**Requirement:**
Can you give the data below, from the line containing "the diagonal branch?" through the end, inclusive, as a numbered list with blank lines left out?

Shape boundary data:
────────────────────
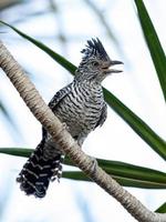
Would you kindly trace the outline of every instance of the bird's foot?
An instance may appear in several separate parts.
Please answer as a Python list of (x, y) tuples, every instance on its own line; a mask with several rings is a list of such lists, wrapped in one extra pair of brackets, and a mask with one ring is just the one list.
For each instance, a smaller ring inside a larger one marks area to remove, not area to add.
[(97, 168), (97, 165), (98, 165), (98, 163), (97, 163), (97, 161), (96, 161), (96, 159), (95, 158), (93, 158), (93, 157), (91, 157), (91, 155), (89, 155), (90, 158), (91, 158), (91, 163), (92, 163), (92, 165), (91, 165), (91, 171), (93, 172), (93, 174), (95, 174), (95, 172), (96, 172), (96, 168)]

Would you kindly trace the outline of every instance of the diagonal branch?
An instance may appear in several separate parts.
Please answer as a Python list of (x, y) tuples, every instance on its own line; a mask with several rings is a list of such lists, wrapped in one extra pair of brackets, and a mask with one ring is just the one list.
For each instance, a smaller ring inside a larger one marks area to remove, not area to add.
[(8, 49), (0, 41), (0, 67), (11, 80), (23, 101), (33, 115), (49, 131), (62, 151), (77, 165), (91, 180), (96, 182), (108, 194), (114, 196), (136, 220), (141, 222), (165, 222), (166, 213), (154, 213), (146, 209), (135, 196), (124, 190), (115, 180), (96, 165), (86, 155), (65, 130), (63, 123), (45, 104), (34, 84), (24, 74), (22, 68), (13, 59)]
────────────────────
**Worked solution:**
1. Would you kindly trace the outline of every instance of the diagonal branch?
2. An instance may appear in several separate parts.
3. Please answer as a Python list of (x, y) tuples, every instance on its own line; a mask with several rings is a list of such lists, wrapped in one extra pair of brackets, and a mask with one ring is just the one list.
4. For each instance, a smaller ring inside a larger one marks area to remove, not area to add.
5. [(8, 49), (0, 41), (0, 67), (11, 80), (23, 101), (33, 115), (49, 131), (62, 151), (77, 165), (91, 180), (96, 182), (108, 194), (114, 196), (136, 220), (141, 222), (165, 222), (166, 213), (154, 213), (146, 209), (135, 196), (124, 190), (115, 180), (96, 165), (86, 155), (65, 130), (63, 123), (45, 104), (34, 84), (24, 74), (22, 68), (13, 59)]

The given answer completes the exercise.